Problem statement.
Your answer should be the lines of the data below that contain "jersey".

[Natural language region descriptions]
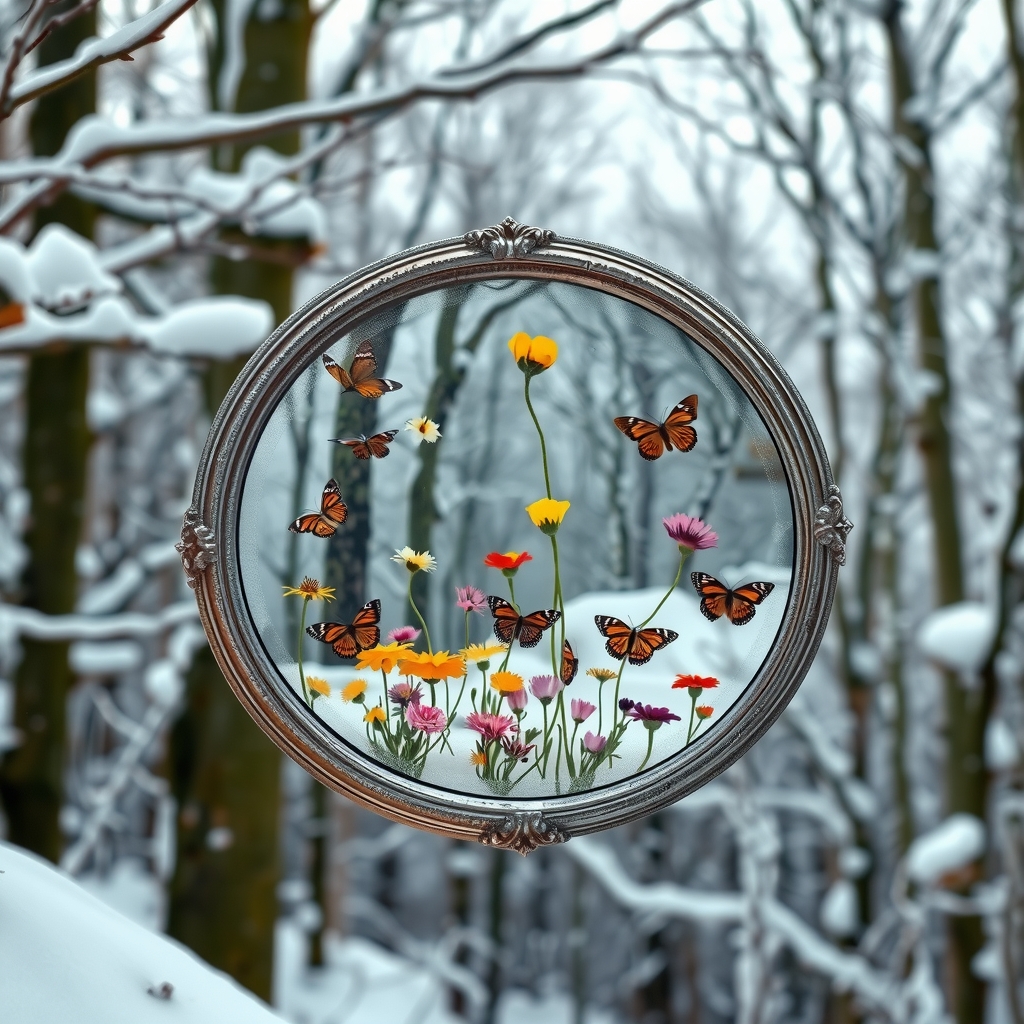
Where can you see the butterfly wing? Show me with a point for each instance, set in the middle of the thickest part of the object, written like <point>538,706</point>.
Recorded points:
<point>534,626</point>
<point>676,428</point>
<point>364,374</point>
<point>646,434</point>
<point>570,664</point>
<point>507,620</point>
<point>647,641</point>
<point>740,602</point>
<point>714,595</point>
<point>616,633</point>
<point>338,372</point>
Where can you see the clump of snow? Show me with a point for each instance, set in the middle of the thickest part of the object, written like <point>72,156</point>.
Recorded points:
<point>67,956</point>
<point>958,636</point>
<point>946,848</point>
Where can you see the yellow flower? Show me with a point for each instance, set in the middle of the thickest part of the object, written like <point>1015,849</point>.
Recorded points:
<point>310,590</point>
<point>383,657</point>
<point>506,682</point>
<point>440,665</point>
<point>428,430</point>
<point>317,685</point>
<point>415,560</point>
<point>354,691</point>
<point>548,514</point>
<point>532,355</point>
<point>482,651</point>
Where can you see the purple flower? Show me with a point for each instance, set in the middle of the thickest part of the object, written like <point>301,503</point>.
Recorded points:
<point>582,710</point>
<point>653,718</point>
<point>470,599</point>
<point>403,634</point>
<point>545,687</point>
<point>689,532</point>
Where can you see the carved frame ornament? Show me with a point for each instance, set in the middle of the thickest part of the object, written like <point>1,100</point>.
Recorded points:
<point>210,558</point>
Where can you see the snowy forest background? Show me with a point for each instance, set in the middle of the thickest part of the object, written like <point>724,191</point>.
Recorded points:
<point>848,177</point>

---

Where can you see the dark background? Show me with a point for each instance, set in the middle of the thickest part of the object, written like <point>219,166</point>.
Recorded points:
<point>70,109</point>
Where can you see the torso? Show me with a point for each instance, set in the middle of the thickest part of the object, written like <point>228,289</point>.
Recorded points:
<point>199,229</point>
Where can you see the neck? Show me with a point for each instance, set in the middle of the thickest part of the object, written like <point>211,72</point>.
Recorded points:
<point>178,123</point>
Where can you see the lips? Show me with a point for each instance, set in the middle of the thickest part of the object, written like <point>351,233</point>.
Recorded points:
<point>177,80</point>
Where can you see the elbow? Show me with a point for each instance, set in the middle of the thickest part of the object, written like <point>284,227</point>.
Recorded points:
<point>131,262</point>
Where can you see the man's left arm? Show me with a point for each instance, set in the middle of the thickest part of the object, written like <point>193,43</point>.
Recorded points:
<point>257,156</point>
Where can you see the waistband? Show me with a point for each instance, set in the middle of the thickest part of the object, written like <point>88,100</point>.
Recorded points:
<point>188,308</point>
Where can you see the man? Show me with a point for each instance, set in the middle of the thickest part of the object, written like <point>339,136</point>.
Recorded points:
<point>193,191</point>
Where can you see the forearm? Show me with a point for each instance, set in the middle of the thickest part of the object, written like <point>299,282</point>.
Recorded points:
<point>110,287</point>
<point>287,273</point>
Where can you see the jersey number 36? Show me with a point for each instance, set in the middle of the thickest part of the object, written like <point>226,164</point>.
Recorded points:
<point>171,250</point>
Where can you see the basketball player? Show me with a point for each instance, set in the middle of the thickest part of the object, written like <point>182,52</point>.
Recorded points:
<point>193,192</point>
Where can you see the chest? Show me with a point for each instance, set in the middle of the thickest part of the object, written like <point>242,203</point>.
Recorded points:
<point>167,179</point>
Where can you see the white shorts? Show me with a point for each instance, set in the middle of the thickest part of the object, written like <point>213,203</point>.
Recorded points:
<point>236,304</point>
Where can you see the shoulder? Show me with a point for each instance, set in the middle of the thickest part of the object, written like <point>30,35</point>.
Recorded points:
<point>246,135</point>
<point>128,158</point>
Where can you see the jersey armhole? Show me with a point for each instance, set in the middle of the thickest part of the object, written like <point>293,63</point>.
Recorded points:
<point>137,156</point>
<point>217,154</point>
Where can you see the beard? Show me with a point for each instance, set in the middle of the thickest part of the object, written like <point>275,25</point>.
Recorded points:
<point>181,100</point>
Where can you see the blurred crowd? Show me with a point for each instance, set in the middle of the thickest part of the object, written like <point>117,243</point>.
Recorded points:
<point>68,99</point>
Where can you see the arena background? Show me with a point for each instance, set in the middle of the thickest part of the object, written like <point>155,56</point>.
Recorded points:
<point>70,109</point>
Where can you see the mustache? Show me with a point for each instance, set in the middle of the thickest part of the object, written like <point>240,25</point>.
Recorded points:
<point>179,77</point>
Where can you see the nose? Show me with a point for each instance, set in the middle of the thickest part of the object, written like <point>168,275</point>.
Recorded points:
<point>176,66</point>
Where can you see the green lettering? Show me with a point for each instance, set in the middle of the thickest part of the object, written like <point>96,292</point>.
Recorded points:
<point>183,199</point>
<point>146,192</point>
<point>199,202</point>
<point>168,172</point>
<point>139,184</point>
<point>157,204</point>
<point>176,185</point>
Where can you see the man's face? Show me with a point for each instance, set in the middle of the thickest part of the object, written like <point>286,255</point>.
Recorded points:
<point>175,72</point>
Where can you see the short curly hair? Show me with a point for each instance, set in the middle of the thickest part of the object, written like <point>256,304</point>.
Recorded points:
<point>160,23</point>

Answer below.
Where can you see the jersey number 36? Show me with a point for each instance, set in the middle of the thickest part of the object, written like <point>226,164</point>.
Where can you see the jersey armhole? Show me with a point for each instance, set in the middle of the thickest part of the object, written like <point>293,63</point>.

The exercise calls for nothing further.